Work to complete:
Retype only what runs from the line that contains "indicate the canoe hull, one dot per instance" through the last line of the listing below, both lines included.

Raw data:

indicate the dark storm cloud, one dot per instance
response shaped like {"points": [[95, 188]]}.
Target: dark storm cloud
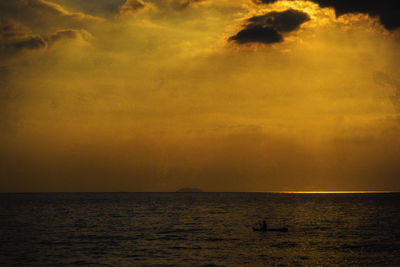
{"points": [[285, 21], [268, 28], [34, 24], [132, 6], [257, 34], [386, 10], [29, 42]]}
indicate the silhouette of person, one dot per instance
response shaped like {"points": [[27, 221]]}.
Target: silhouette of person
{"points": [[263, 226]]}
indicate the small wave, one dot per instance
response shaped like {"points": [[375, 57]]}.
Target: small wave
{"points": [[285, 245]]}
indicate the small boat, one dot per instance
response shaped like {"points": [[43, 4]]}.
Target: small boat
{"points": [[283, 229]]}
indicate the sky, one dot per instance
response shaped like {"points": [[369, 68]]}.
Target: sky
{"points": [[224, 95]]}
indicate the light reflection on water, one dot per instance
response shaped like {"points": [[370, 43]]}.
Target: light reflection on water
{"points": [[199, 229]]}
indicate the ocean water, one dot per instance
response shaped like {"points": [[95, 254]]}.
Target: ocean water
{"points": [[198, 229]]}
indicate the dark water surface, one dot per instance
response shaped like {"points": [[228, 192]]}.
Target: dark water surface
{"points": [[200, 229]]}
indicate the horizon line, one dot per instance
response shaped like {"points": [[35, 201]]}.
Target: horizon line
{"points": [[270, 192]]}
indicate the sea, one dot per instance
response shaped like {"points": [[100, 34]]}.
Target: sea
{"points": [[199, 229]]}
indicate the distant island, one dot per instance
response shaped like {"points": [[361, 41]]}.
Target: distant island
{"points": [[189, 190]]}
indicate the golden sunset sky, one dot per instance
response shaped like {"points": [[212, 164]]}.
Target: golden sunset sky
{"points": [[225, 95]]}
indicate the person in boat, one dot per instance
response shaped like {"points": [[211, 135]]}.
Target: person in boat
{"points": [[263, 226]]}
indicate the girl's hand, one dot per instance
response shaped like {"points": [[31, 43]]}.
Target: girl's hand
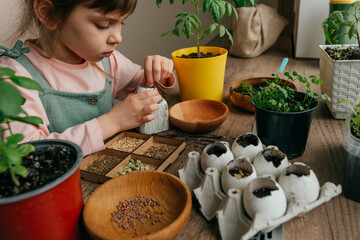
{"points": [[158, 69], [134, 111]]}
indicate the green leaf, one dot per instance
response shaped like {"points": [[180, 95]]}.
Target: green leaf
{"points": [[25, 149], [215, 12], [6, 71], [20, 170], [228, 8], [11, 156], [222, 30], [26, 83], [3, 166], [187, 29], [206, 5], [10, 99]]}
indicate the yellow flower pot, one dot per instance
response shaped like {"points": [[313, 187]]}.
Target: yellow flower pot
{"points": [[201, 78]]}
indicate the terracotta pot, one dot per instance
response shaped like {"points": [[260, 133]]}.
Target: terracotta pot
{"points": [[242, 100], [52, 211]]}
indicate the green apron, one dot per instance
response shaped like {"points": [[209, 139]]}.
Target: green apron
{"points": [[66, 109]]}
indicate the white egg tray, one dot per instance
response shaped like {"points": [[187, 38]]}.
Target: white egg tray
{"points": [[229, 209]]}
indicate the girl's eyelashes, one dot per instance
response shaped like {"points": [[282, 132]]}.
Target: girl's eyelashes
{"points": [[102, 27]]}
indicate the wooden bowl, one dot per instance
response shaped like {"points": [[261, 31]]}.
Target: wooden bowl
{"points": [[241, 99], [172, 194], [198, 115]]}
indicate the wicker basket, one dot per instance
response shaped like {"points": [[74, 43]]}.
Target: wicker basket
{"points": [[341, 81]]}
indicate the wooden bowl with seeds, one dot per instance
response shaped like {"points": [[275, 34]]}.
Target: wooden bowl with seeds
{"points": [[198, 115], [138, 205]]}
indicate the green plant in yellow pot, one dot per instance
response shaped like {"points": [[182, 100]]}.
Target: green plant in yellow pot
{"points": [[201, 69]]}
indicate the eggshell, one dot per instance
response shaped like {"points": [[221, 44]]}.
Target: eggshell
{"points": [[248, 145], [300, 182], [271, 204], [229, 181], [209, 159], [270, 161]]}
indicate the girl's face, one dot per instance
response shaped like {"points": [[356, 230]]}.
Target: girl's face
{"points": [[88, 35]]}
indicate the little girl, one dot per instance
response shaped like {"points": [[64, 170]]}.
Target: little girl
{"points": [[75, 61]]}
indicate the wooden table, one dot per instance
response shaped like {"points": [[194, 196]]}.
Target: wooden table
{"points": [[337, 219]]}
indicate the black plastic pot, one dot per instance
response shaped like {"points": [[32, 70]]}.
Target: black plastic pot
{"points": [[288, 131]]}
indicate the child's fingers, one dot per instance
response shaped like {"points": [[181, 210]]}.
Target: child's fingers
{"points": [[148, 71], [148, 118], [156, 68], [147, 94]]}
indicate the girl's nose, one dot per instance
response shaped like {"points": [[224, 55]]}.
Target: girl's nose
{"points": [[115, 36]]}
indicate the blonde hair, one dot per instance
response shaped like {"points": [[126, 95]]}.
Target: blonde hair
{"points": [[59, 11]]}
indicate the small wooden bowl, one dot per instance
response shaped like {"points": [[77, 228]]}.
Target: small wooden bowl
{"points": [[198, 115], [173, 195], [242, 100]]}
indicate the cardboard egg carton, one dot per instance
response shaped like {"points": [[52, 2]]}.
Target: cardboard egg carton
{"points": [[233, 221], [124, 156]]}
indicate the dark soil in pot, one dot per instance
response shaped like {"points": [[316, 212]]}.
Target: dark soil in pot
{"points": [[44, 166], [349, 53], [202, 55]]}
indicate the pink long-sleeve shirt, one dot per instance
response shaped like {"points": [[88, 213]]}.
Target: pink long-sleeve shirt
{"points": [[78, 78]]}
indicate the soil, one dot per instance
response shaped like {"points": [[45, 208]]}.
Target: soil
{"points": [[263, 192], [350, 53], [216, 150], [44, 166], [202, 55], [103, 164], [160, 151], [247, 139], [274, 156]]}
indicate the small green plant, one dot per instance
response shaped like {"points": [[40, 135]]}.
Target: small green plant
{"points": [[338, 20], [355, 119], [245, 3], [191, 23], [11, 102], [280, 97]]}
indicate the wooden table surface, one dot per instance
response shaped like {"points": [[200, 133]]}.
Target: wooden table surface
{"points": [[337, 219]]}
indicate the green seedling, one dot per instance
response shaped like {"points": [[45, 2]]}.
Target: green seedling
{"points": [[11, 102], [340, 19], [281, 98], [190, 24]]}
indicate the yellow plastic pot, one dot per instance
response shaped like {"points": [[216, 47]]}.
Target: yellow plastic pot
{"points": [[201, 78]]}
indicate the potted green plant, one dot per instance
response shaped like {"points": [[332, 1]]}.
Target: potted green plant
{"points": [[200, 70], [283, 116], [352, 147], [340, 64], [40, 191], [257, 28]]}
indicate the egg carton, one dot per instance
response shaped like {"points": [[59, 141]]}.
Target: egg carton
{"points": [[232, 218]]}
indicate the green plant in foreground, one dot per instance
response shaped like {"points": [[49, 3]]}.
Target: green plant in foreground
{"points": [[339, 19], [245, 3], [355, 120], [280, 97], [11, 152], [191, 23]]}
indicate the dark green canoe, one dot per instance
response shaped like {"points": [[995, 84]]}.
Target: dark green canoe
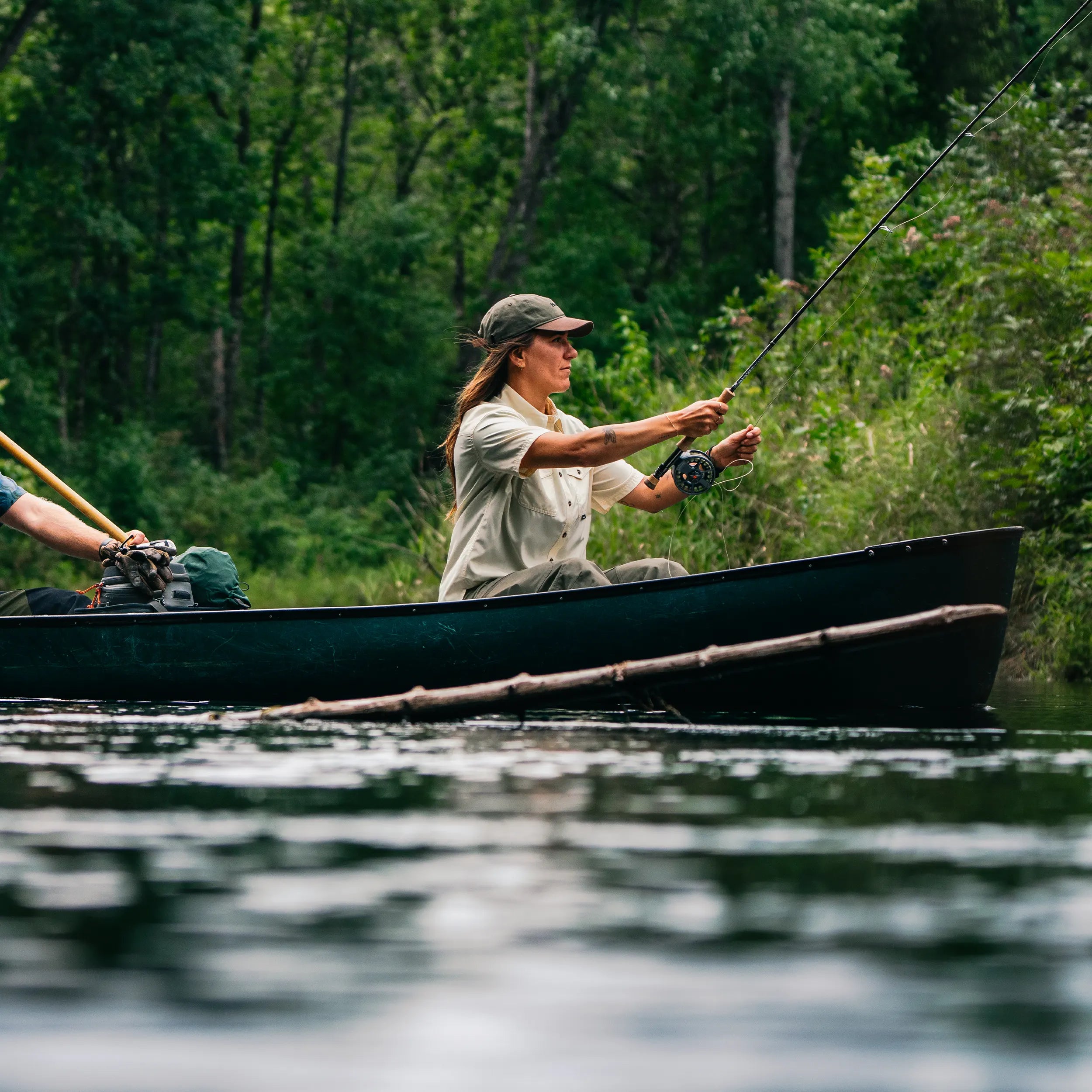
{"points": [[267, 657]]}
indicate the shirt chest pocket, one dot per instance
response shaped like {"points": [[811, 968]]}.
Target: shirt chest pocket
{"points": [[538, 493]]}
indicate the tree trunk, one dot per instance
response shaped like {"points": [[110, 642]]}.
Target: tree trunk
{"points": [[549, 107], [785, 164], [348, 88], [220, 397], [153, 353], [274, 201], [19, 30], [237, 276]]}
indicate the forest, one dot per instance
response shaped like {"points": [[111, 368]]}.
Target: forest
{"points": [[239, 242]]}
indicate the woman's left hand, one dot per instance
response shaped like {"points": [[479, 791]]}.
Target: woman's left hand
{"points": [[740, 447]]}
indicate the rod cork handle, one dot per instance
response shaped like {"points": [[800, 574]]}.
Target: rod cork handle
{"points": [[58, 486], [653, 480]]}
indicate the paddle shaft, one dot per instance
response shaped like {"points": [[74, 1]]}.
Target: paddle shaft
{"points": [[684, 445], [58, 486]]}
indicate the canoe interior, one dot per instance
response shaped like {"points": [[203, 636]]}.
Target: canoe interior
{"points": [[267, 657]]}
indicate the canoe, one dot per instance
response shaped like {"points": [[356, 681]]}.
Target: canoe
{"points": [[263, 657], [822, 667]]}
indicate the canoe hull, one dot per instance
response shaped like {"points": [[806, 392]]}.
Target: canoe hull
{"points": [[267, 657]]}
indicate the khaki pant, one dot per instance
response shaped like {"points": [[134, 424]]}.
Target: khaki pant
{"points": [[42, 601], [563, 576]]}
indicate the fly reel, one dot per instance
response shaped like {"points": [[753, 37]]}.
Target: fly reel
{"points": [[694, 472]]}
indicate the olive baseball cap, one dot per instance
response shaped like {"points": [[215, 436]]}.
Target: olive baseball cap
{"points": [[517, 315]]}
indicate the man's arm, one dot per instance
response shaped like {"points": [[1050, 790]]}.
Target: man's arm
{"points": [[598, 447], [58, 529], [740, 447]]}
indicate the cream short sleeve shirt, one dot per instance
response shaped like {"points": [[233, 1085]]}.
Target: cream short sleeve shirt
{"points": [[507, 521]]}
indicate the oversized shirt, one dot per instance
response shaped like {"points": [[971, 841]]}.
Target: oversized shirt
{"points": [[10, 492], [508, 521]]}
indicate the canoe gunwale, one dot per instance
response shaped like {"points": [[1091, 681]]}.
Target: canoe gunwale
{"points": [[867, 555]]}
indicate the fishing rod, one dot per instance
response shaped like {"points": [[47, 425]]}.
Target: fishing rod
{"points": [[694, 470]]}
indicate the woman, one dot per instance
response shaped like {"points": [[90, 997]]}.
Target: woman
{"points": [[528, 477]]}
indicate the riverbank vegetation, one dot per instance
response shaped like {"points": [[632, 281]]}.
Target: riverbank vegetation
{"points": [[239, 238]]}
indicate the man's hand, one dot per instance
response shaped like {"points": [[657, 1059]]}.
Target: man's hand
{"points": [[700, 418], [740, 447], [145, 567]]}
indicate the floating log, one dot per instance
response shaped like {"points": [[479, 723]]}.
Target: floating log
{"points": [[525, 691]]}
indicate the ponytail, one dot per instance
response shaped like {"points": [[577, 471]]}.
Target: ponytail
{"points": [[486, 384]]}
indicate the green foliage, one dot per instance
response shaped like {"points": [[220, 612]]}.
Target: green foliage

Result:
indicate the canoe hull, one dot per instance
response shaped like {"points": [[806, 392]]}.
Target: canoe hull
{"points": [[267, 657]]}
indicate the khaki pant, one dot per instance
response shaped like {"points": [[134, 424]]}.
Target: khaki pant
{"points": [[42, 601], [563, 576]]}
indicate the fly reel, one dot per instance
response shaped like {"points": [[753, 37]]}.
Target: fly reel
{"points": [[694, 472]]}
indicate the olive baseball cap, one dot per instance
response shaped like {"points": [[215, 436]]}.
Target: olive baseball cap
{"points": [[517, 315]]}
indicate the man's arm, one dot per instance
response shaped like {"points": [[1050, 790]]}.
Target: man's arm
{"points": [[598, 447], [58, 529], [740, 447]]}
indicate the cream short sleeve shirt, one dot per instance
response shaped like {"points": [[233, 1085]]}.
Target: cream short sleeve shirt
{"points": [[507, 521]]}
indicate the oversized shirt, one dot per instance
response shaped like {"points": [[971, 841]]}.
Target: oversized shirt
{"points": [[10, 492], [508, 521]]}
indicate the canoe gunwale, one dot per instance
response shaped like {"points": [[1091, 681]]}.
Target: canoe gunwale
{"points": [[867, 555]]}
indicate the fishing rod, one dot per instance
response shaped like {"points": [[47, 425]]}.
Target: fishing rod
{"points": [[694, 470]]}
indicate the woman, one dot per instance
response shaped like {"points": [[90, 997]]}.
Target: woman
{"points": [[528, 477]]}
indicate the riverbank vegetation, one dot per instance
response shaped like {"points": [[632, 281]]}.
Target: riverbank vegetation
{"points": [[239, 238]]}
indicate the man's hand, one dot per instance
response shaped like {"points": [[657, 1059]]}.
Target: man's hand
{"points": [[700, 418], [740, 447], [145, 567]]}
indicate the floating log, one dot per instance
response shaped like {"points": [[479, 723]]}.
Target: floating log
{"points": [[525, 691]]}
indicate the ponytail, one dot per instance
response shaped like {"points": [[577, 471]]}.
Target: ponytail
{"points": [[486, 384]]}
indicate the green foliage, one dot per instance
response shaped like {"points": [[220, 612]]}.
Target: green foliage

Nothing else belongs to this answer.